→ Dataset excerpts
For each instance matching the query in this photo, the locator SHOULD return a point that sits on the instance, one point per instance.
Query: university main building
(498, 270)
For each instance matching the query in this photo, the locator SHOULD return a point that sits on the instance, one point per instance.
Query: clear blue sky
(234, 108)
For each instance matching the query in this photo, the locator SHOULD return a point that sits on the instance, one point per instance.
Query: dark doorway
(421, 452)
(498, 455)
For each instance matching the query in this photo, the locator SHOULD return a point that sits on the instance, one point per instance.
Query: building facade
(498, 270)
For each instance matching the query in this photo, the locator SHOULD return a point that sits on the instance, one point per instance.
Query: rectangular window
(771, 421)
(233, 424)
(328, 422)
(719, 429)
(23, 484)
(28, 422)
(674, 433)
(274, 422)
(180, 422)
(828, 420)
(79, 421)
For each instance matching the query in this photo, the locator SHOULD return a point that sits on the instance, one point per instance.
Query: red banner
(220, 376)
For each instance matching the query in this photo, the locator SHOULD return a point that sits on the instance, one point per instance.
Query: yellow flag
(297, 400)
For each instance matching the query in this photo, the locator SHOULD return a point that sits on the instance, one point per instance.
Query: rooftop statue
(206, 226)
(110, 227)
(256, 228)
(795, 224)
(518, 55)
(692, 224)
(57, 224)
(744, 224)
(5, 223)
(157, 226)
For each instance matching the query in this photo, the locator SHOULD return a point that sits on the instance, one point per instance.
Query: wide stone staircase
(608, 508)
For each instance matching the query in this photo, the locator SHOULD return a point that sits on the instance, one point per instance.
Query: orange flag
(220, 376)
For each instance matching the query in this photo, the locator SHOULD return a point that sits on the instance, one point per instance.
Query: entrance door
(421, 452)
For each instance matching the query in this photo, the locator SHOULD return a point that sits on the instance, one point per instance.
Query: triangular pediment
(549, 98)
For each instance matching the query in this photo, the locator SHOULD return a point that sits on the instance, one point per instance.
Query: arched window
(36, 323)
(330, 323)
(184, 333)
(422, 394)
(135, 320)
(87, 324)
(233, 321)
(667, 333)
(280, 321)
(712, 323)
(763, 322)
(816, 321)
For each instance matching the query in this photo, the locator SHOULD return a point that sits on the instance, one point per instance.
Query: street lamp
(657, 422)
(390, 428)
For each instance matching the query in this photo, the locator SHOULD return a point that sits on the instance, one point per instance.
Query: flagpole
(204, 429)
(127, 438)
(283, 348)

→ Work to be completed
Each record should come back exactly as written.

→ Exercise output
For each instance matching the query in this photo, the locator SHOULD return a point that sits on the instance, one point per instance.
Query: university main building
(498, 270)
For each instance matching the query in this photo, the locator SHOULD return a point that sits on the instance, one point per instance.
Query: clear blue sky
(234, 108)
For each instance matching the query in this photo, the locator SHOULD return a point that sits on the instance, one point per instance.
Query: dark doorway
(421, 452)
(498, 455)
For each instance matching the query in this photo, the locator SHOULD return a point that sits on the instance, one point per instance.
Query: building facade
(498, 270)
For each instance matching the query in this photo, the locator SHOULD return a point that sits on the instance, one point per instance.
Query: rectangular window
(771, 421)
(233, 424)
(328, 422)
(719, 429)
(23, 484)
(28, 422)
(674, 433)
(274, 422)
(180, 422)
(828, 420)
(79, 421)
For each instance matching the query in this photo, the locator SHOULD return a point that sits on the instance, one point per instance.
Query: red banner
(220, 376)
For each instance matching the query in this photo, the locator SHOULD return a point that sits on the instance, one point per instance.
Query: yellow flag
(297, 400)
For each instance matching the query in this photo, the locator SHOULD return a point that sits on the instance, one point per instance.
Query: rooftop statue
(206, 226)
(110, 227)
(256, 228)
(795, 224)
(518, 55)
(692, 224)
(57, 224)
(744, 224)
(5, 223)
(157, 226)
For each instance matching the query in this photo, the locator SHOULD return a point that sits on the instance, one point per instance.
Query: wide stone staircase
(608, 508)
For each instance matching the query in this photo, the locator SHOULD return a point that sits on the instance, one point per instance.
Query: orange flag
(220, 376)
For each instance matching the query in this photo, the locator SHOULD return a point that sits on the instance, one point per instance.
Query: entrance door
(421, 452)
For each instance matching the query in this photo, the locator SHOULD return a point that sits on the instance, one point per instance.
Query: triangular pediment
(549, 98)
For each instance matching the query in this photo, the locator SHOULD return a point that sits on the instance, one point per instance.
Query: arched window
(36, 323)
(330, 323)
(184, 333)
(422, 394)
(135, 320)
(87, 324)
(233, 321)
(667, 333)
(280, 321)
(712, 323)
(763, 322)
(816, 321)
For each instance matching the query in this photo, the locator SHOULD return a point that sits on the instance, one point per instance.
Query: street lamp
(657, 422)
(390, 428)
For each instance matching the query in this photo, the locator SHOULD return a point that sits on the instance, one point per instance.
Query: flagpole
(204, 429)
(127, 438)
(283, 348)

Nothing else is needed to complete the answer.